▶ **ÜBUNGSANFORDERUNGEN**
[1] Nennen Sie alle Personen, die im Ausgangstext namentlich erwähnt werden.
[2] Auf welches Datum hat Merkel laut Ausgangstext die Benennung der Ministerriege von CDU und CSU angesetzt?
[3] Übernehmen Sie aus dem Ausgangstext wortgetreu den Abschnitt, der mit „Und jetzt geht“ beginnt und mit „also weiterhin gesorgt.“ endet.

▶ **AUSGANGSTEXT**

----

Nach der Entscheidung ist vor dem Showdown,
nach der Einigung ist vor dem Konflikt: Fast im Akkord bekamen
derzeit die TV-Kameras einschneidende, ja dramatische Momente von
den Schauplätzen der Berliner Bühne in die Winkel der
Republik - politische Ereignisse, von denen jedes einzelne unter
"normalen" Umständen Medien und Bürger tagelang umtreiben
würde. Angela Merkel wird zur Regierungschefin ausgerufen,
Kanzler Gerhard Schröder verkündet seinen Abschied, Franz
Müntefering steigt zum starken Mann seiner Partei im Kabinett
auf, die SPD bestimmt ihr Minister-Team, Edmund Stoiber wechselt an
die Spree, das Wirtschafts- und Arbeitsressort wird zweigeteilt, um
die Zuständigkeit für den Aufbau Ost wird gestritten und
was auch immer: Die Top-Meldung mutet schon am Tag danach wie
Schnee von gestern an, so schnell überschlagen sich die
Geschehnisse.
Und jetzt geht es ohnehin erst richtig ans
Eingemachte: Nach der für den 17. Oktober von Merkel
angekündigten Benennung der Ministerriege von CDU und CSU -
bislang ist nur Stoiber für das Wirtschaftsressort "gesetzt" -
wollen Union und SPD in mehrwöchigen Koalitionsverhandlungen
die politischen Leitlinien für die nächsten Jahre
festlegen. Viele dicke Brocken von der Etatsanierung bis zur
Gesundheitsreform bergen dabei jede Menge Zündstoff in sich.
Für aufregende News ist also weiterhin gesorgt.
Die Öffentlichkeit erlebt eine
bemerkenswerte Premiere. Bisher wurden bei einer Koalitionsbildung
zunächst Sachfragen geklärt, bevor sich die Parteien
Ministerposten zuwandten. Dieses Mal ist es umgekehrt. Das hat
natürlich damit zu tun, dass zuerst der Machtkampf zwischen
SPD und Union ums Kanzleramt ausgefochten werden musste. Dieses
Problem konnte nur im Rahmen eines Gesamttableaus gelöst
werden. Angela Merkel, die diesen Triumph nach außen sehr
zurückhaltend auskostete, soll nun also Regierungschefin
werden - mitgewählt auch von einer Mehrheit bei der SPD, und
dies trotz der frischen Erinnerung an die Konfrontation zwischen
Schröder und der CDU-Vorsitzenden im Wahlkampf. Es wirkt schon
sehr erstaunlich, wie zügig die politische Szene über den
Rückzug des Amtsinhabers hinweggeht: Nach Schröders Rede
vor der Chemiegewerkschaft Fernsehbilder für einen Abend, tags
darauf Berichte in den Zeitungen - das war's, jetzt heißt es
wieder business as usual.

----

▶ **QUELLENAUSZUG**
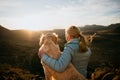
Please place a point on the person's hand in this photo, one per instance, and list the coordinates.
(40, 53)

----

▶ **LÖSUNGSÜBERSICHT**
[1] Angela Merkel, Gerhard Schröder, Franz Müntefering, Edmund Stoiber

[2] Auf den 17. Oktober.

[3]
Und jetzt geht es ohnehin erst richtig ans
Eingemachte: Nach der für den 17. Oktober von Merkel
angekündigten Benennung der Ministerriege von CDU und CSU -
bislang ist nur Stoiber für das Wirtschaftsressort "gesetzt" -
wollen Union und SPD in mehrwöchigen Koalitionsverhandlungen
die politischen Leitlinien für die nächsten Jahre
festlegen. Viele dicke Brocken von der Etatsanierung bis zur
Gesundheitsreform bergen dabei jede Menge Zündstoff in sich.
Für aufregende News ist also weiterhin gesorgt.